*Textauszug*.
Daten sind die Lebensader für digitale Unternehmen. Der Zugang zu realen Daten, die von hoher Qualität sind (das bedeutet sauber, gut beschriftet und auf Verzerrungen geprüft), ist jedoch oft eine Herausforderung. Synthetische Daten versprechen einige dieser Herausforderungen zu lindern und relative zügig bessere KI-Initiativen zu ermöglichen.
Schätzungen zufolge wird bis 2025 die Verwendung synthetischer Daten und des Transfer-Lernens das Volumen der für das Maschinelle Lernen (ML) benötigten realen Daten um bis zu 70 Prozent reduzieren. Ebenfalls bis 2025 werden synthetische Daten die Erhebung personenbezogener Kundendaten verringern und dadurch viele Sanktionen durch Verletzung der Privatsphäre von Kunden vermieden. Ein aktuelles Beispiel ist Amazon: Das Unternehmen beschleunigte seine Alexa-Unterstützung für neue Sprachen (wie Hindi, Spanisch und brasilianisches Portugiesisch) durch die Verwendung synthetischer Textdaten.

*Einträge zur Segmentierungsbeschriftung*.
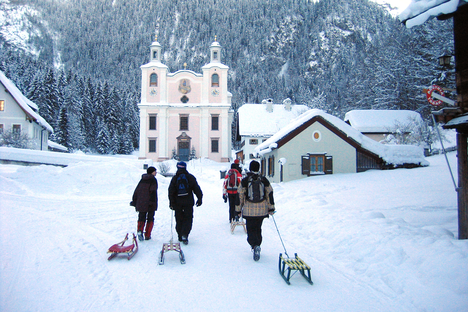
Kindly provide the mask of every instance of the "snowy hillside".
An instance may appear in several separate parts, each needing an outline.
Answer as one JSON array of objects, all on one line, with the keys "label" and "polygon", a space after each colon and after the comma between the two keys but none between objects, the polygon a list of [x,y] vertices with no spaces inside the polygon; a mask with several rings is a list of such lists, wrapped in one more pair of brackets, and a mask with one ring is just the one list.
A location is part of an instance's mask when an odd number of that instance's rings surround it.
[{"label": "snowy hillside", "polygon": [[466,311],[468,241],[456,239],[443,156],[429,159],[426,167],[273,185],[279,231],[290,255],[311,267],[312,286],[299,274],[290,286],[280,276],[284,250],[271,218],[258,262],[243,231],[230,234],[219,173],[226,164],[189,163],[203,204],[183,247],[187,264],[169,253],[162,266],[169,178],[156,175],[152,239],[130,261],[108,261],[107,249],[136,231],[128,203],[145,172],[137,162],[0,165],[0,310]]}]

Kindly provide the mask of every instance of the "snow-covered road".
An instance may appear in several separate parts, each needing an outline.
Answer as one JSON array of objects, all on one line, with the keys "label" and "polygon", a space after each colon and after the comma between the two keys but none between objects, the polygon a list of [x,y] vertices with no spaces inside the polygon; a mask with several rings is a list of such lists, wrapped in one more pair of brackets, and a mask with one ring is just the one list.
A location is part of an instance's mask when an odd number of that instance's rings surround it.
[{"label": "snow-covered road", "polygon": [[156,177],[152,239],[130,261],[108,261],[107,249],[135,231],[128,203],[143,170],[126,160],[0,165],[0,310],[466,311],[468,245],[452,236],[455,195],[442,158],[428,160],[427,168],[274,185],[288,254],[312,268],[314,285],[296,274],[290,286],[278,273],[283,250],[271,218],[257,262],[243,230],[231,234],[219,179],[225,164],[189,165],[203,204],[183,246],[187,264],[173,252],[164,265],[169,178]]}]

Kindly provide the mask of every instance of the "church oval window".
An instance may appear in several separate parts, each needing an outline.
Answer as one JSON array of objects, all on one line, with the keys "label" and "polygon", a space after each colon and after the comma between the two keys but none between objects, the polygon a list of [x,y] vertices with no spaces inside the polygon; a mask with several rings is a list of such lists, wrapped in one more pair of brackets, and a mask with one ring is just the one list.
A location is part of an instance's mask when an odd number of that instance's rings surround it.
[{"label": "church oval window", "polygon": [[151,75],[150,76],[149,81],[150,87],[157,87],[158,75],[155,73],[151,74]]},{"label": "church oval window", "polygon": [[218,74],[214,74],[211,76],[211,86],[219,86],[219,76],[218,75]]}]

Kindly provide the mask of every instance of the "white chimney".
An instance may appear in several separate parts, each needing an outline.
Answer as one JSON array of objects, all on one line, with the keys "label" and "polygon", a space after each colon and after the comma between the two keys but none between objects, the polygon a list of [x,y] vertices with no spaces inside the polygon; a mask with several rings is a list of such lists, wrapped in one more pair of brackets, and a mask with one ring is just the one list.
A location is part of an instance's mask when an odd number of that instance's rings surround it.
[{"label": "white chimney", "polygon": [[288,98],[283,101],[283,104],[285,104],[285,109],[286,110],[291,110],[291,99]]}]

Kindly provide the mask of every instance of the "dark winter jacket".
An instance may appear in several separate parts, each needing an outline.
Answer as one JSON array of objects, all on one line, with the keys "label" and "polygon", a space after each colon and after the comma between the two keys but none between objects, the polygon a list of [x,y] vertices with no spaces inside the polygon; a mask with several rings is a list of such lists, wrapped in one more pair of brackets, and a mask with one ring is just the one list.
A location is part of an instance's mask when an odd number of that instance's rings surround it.
[{"label": "dark winter jacket", "polygon": [[[179,176],[182,174],[185,174],[189,181],[189,195],[183,196],[177,196],[177,179]],[[203,196],[203,193],[202,193],[201,189],[197,182],[197,179],[192,174],[189,173],[187,169],[184,168],[179,168],[176,173],[176,175],[172,177],[171,182],[169,184],[169,188],[168,189],[168,196],[169,197],[169,207],[181,207],[182,206],[193,206],[195,204],[195,201],[193,199],[193,194],[197,196],[197,199],[201,200]]]},{"label": "dark winter jacket", "polygon": [[137,211],[154,211],[158,210],[158,180],[153,174],[141,175],[133,192],[132,200],[136,203]]}]

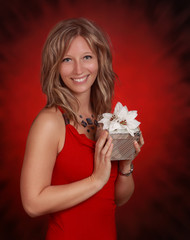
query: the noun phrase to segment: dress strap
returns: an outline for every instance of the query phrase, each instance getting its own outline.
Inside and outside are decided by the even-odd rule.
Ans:
[[[64,113],[63,109],[62,109],[60,106],[57,106],[57,108],[60,110],[60,112],[61,112],[62,115],[63,115],[63,118],[64,118],[64,120],[65,120],[65,125],[70,124],[70,121],[69,121],[69,119],[67,118],[66,114]]]

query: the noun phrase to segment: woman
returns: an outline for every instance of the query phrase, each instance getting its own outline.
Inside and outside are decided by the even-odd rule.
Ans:
[[[46,239],[116,239],[115,206],[134,190],[132,174],[110,161],[107,131],[95,141],[99,114],[111,110],[115,74],[103,32],[83,18],[60,22],[42,54],[47,105],[30,129],[21,196],[32,216],[50,214]],[[134,143],[136,153],[143,145]],[[131,172],[130,161],[119,169]]]

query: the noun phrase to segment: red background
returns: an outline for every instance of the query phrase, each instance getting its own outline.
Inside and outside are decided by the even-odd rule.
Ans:
[[[60,20],[86,17],[110,36],[114,104],[138,110],[145,145],[135,192],[117,209],[118,239],[189,239],[190,5],[177,0],[0,1],[0,239],[43,239],[47,218],[28,217],[19,177],[30,125],[45,105],[43,43]]]

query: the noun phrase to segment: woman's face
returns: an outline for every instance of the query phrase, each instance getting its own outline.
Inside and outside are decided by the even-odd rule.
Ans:
[[[72,40],[63,56],[59,73],[65,85],[75,95],[90,93],[98,73],[98,60],[83,37],[77,36]]]

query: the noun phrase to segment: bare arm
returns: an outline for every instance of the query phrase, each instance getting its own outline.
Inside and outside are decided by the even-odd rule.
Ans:
[[[140,143],[138,144],[136,141],[134,143],[136,153],[140,152],[140,148],[144,144],[143,137],[140,137]],[[119,162],[119,168],[122,172],[128,173],[130,170],[131,161],[129,160],[122,160]],[[117,206],[122,206],[125,204],[134,192],[134,180],[132,174],[127,176],[122,176],[118,174],[116,183],[115,183],[115,202]]]
[[[21,197],[26,212],[34,217],[75,206],[98,192],[108,181],[111,169],[111,140],[103,133],[96,144],[94,172],[80,181],[51,186],[56,156],[64,145],[65,126],[59,111],[42,111],[35,120],[26,144],[21,173]]]

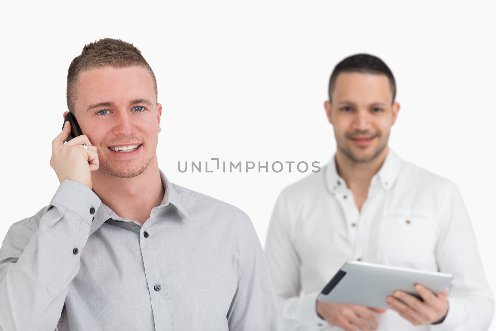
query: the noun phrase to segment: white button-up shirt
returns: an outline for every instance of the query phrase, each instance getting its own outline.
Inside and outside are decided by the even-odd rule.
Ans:
[[[494,299],[458,189],[390,149],[361,211],[334,157],[320,172],[285,188],[265,253],[286,331],[341,330],[318,317],[315,300],[349,260],[454,276],[442,323],[415,327],[388,309],[375,314],[378,330],[482,331],[493,319]]]

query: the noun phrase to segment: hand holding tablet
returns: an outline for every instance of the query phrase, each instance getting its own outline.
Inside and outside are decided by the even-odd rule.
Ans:
[[[366,307],[373,307],[376,312],[380,309],[394,309],[415,325],[440,323],[447,312],[444,289],[452,278],[442,272],[350,261],[324,287],[317,300],[347,304],[349,308],[362,306],[355,310],[356,315],[369,321],[372,328],[375,326],[367,318]]]

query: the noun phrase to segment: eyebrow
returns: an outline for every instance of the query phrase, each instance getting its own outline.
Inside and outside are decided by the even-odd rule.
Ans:
[[[132,100],[129,103],[129,106],[132,105],[135,105],[138,103],[144,103],[150,106],[150,107],[153,106],[153,104],[152,103],[151,101],[149,101],[146,99],[135,99]],[[104,101],[104,102],[99,102],[98,103],[93,104],[92,105],[90,105],[88,106],[88,109],[86,109],[86,113],[90,111],[92,109],[94,109],[95,108],[99,108],[101,107],[113,107],[114,106],[113,102],[111,102],[110,101]]]
[[[353,106],[356,106],[357,105],[354,102],[352,102],[351,101],[341,101],[340,102],[338,102],[338,105],[341,105],[341,104],[344,104],[344,105],[353,105]],[[387,106],[387,105],[386,104],[384,103],[382,103],[382,102],[373,102],[372,103],[371,103],[369,106]]]

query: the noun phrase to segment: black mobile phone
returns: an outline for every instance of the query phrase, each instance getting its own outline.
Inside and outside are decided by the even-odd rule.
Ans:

*Aufgaben*.
A: Gib die Einträge von der Zeile mit „query: the noun phrase to segment: eyebrow“ bis zum Ende der Einträge unverändert wieder, beide Enden eingeschlossen.
B: Führe den Text über synthetische Daten im Anschluss an seinen letzten Satz weiter.

*Lösungen der Aufgaben*.
A:
query: the noun phrase to segment: eyebrow
returns: an outline for every instance of the query phrase, each instance getting its own outline.
Inside and outside are decided by the even-odd rule.
Ans:
[[[132,100],[129,103],[129,106],[132,105],[135,105],[138,103],[144,103],[150,106],[150,107],[153,106],[153,104],[152,103],[151,101],[149,101],[146,99],[135,99]],[[104,101],[104,102],[99,102],[98,103],[93,104],[92,105],[90,105],[88,106],[88,109],[86,109],[86,113],[90,111],[92,109],[94,109],[95,108],[99,108],[101,107],[113,107],[114,106],[113,102],[111,102],[110,101]]]
[[[353,106],[356,106],[357,105],[354,102],[352,102],[351,101],[341,101],[340,102],[338,102],[338,105],[341,105],[341,104],[344,104],[344,105],[353,105]],[[387,106],[387,105],[386,104],[384,103],[382,103],[382,102],[373,102],[372,103],[371,103],[369,106]]]

query: the noun phrase to segment: black mobile phone
returns: an outline for every instance of the query phrase, each instance getting its own outline.
Inside and outside are decided by the even-odd rule.
Ans:

B:
Was steckt hinter dem Begriff?
Synthetische Daten sind künstlich erzeugte Daten. Dafür gibt es unterschiedliche Methoden, beispielsweise Regelwerke (Data Augmentation genannt), semantische Ansätze, generative adversarische Netzwerke oder die Erstellung von Simulationsszenarien, in denen Modelle und Prozesse interagieren, um neue Datensätze von Ereignissen zu erzeugen. Unternehmen verwenden synthetische Daten auf unterschiedliche Weise: entweder vollständig synthetisch – das bedeutet ohne reale Daten – oder in einer hybriden Form, was häufiger vorkommt. Hier werden die realen durch synthetische Daten ergänzt oder ersetzt. Oder synthetische Daten werden verwendet, um die Datenverteilung auszugleichen und eine angemessene Menge an Daten für verschiedene Fälle bereitzustellen.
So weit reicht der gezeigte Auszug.